STATED EXERCISE => Retype all of the data below word for word, leaving the pictures out of your answer.

Raw records
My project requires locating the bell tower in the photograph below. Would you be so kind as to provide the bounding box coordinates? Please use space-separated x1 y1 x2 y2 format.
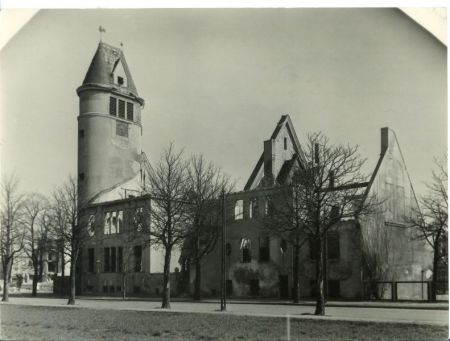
77 42 144 204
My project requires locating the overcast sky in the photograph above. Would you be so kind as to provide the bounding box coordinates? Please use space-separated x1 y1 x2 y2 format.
0 9 447 194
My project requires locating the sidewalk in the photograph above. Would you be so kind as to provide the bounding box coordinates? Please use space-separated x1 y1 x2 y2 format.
0 296 448 326
70 296 449 310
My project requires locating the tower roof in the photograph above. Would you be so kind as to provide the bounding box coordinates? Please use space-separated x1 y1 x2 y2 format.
83 42 138 97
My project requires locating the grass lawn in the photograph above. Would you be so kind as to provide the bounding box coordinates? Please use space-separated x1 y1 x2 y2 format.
0 304 448 340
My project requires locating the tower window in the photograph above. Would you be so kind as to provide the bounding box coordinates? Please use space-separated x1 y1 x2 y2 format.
234 200 244 220
134 245 142 272
127 102 133 121
116 121 128 137
241 238 252 263
109 96 117 116
88 249 94 272
119 99 125 118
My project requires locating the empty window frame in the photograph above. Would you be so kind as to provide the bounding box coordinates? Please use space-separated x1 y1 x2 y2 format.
103 247 111 272
127 102 134 121
264 198 272 216
241 238 252 263
109 96 117 116
248 198 258 219
259 237 270 262
280 239 287 255
110 247 116 272
103 210 123 234
88 249 95 272
133 207 146 232
119 99 125 118
103 212 112 234
134 245 142 272
87 214 95 237
234 200 244 220
117 246 124 272
116 121 128 137
327 231 341 259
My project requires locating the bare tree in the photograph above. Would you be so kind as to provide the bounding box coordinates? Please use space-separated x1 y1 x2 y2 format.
145 143 192 308
53 177 90 305
0 176 25 302
292 132 366 315
410 156 448 302
23 193 48 296
184 155 234 300
260 186 308 303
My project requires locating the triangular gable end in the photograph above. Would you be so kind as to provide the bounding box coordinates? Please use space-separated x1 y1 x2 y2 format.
244 115 305 190
364 128 418 220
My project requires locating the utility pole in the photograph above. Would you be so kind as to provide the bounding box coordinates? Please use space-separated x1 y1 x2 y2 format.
220 189 227 311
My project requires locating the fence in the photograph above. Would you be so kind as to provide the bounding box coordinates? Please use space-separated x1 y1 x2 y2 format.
363 281 448 302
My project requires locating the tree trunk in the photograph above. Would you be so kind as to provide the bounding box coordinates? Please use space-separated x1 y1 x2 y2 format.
292 236 300 303
122 272 127 300
161 247 172 309
194 259 201 301
430 247 439 302
61 249 66 277
314 236 325 315
2 260 12 302
67 257 76 305
31 264 39 296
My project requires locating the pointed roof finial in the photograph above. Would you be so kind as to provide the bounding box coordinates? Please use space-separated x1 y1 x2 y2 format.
98 25 106 41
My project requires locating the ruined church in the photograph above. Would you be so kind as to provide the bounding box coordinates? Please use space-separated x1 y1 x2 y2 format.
77 42 431 299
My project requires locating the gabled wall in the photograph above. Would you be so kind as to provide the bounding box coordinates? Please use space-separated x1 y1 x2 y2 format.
361 128 432 298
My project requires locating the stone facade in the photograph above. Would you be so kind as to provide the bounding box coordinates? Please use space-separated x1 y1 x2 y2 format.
184 116 432 299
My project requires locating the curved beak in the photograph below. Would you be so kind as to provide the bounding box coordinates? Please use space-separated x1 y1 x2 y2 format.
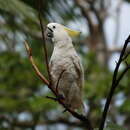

SOLUTION TO THIS EXERCISE =>
My project requires locating the bell tower in the photograph below. Would you be so kind as to provide the bounding box coordinates? Please use space-separated x1 y1 x2 y2 format.
77 42 144 204
My project requires locating the overcast sky in the photograph above. Would you be so kind as to provide the bounding box coordinates? Please use space-separated x1 y1 x2 y2 format.
0 9 447 194
My project requires locating the sidewalk in the photograph above. Would you be so kind as to provide the bounding box coordinates? Please use space-separated x1 y1 x2 y2 format.
0 296 448 326
70 296 449 310
My project requires locating the tower roof in the photograph above. Would you be so kind as to provide the bounding box coordinates? Please use space-separated x1 y1 x2 y2 format.
83 42 138 97
My project requires locating the grass lawn in the photograph above. Would you be so kind as to provide the bounding box coordinates? Please use space-separated x1 y1 x2 y2 format.
0 304 448 340
My project requires locating the tower window in the photograph above. Would you be so kind as to provide the bounding box coordinates? Please use space-separated x1 y1 x2 y2 format.
234 200 244 220
134 245 142 272
127 102 133 121
116 121 128 137
241 238 252 263
109 96 117 116
88 249 94 272
119 99 125 118
My project requires locating the empty window frame in the photograph above. Would you be so kind as to provide the bounding box coordinates? Please use space-separated x1 y1 x2 y2 format.
103 247 111 272
127 102 134 121
264 198 272 216
241 238 252 263
109 96 117 116
248 198 258 219
259 237 270 262
280 239 287 255
110 247 116 272
103 210 123 234
88 249 95 272
133 207 146 232
119 99 125 118
103 212 112 234
134 245 142 272
87 214 95 237
234 200 244 220
117 246 124 272
116 121 128 137
327 231 341 259
My project requires locating the bare tree in the photograph above. Would you be so kind as to provide the bounding box coordinates? Please use space-separated x1 y1 x2 y2 format.
145 143 192 308
53 177 90 305
0 176 25 302
292 132 366 315
410 156 448 302
23 193 48 296
184 155 234 300
260 186 308 303
My project requires locating the triangular gable end in the photograph above. Would you be so kind as to provide the bounding box coordinates? Please use space-separated x1 y1 x2 y2 format.
244 115 305 190
364 128 418 220
My project requires locating the utility pole in the photograph above. Would you be so kind as to provide the bounding box coordinates? Please use space-separated x1 y1 x2 y2 format.
220 189 227 311
My project requires locating the fence in the photograph above. Would you be so kind as to provide the bounding box coordinates? Please use space-separated x1 y1 x2 y2 format.
363 281 448 302
My project requires locating the tree trunk in the photograph above. Would you be so kind as to provide the bounding box coordinates? Please use space-separated x1 y1 x2 y2 format.
292 236 300 303
122 272 127 300
161 247 172 309
194 259 201 301
430 247 439 302
61 249 66 277
314 236 325 315
2 260 12 302
67 257 76 305
31 264 39 296
My project requires locating the pointed roof finial in the photograph above. Would you be so kind as to provide the bounding box coordinates? Please use space-separated x1 y1 x2 y2 format.
98 25 106 41
My project requires locating the ruined church in the photograph above. Would you be so kind as to provide the bounding box coordinates? Please use space-separated x1 y1 x2 y2 format.
77 42 431 299
My project requires locating the gabled wall in the photograph above. Would you be so kind as to provide the bounding box coordinates? Please use space-separated x1 y1 x2 y2 format.
361 128 432 298
My project requires locating the stone facade in the photograph above. Would you be so kind as to provide the bounding box coordinates? Please use space-separated x1 y1 x2 y2 format.
184 116 432 299
My project requires locating the curved beak in the photograph below. Would you be so kind as to provide the bounding box coordinates? Please use space-separated x1 y1 x2 y2 format.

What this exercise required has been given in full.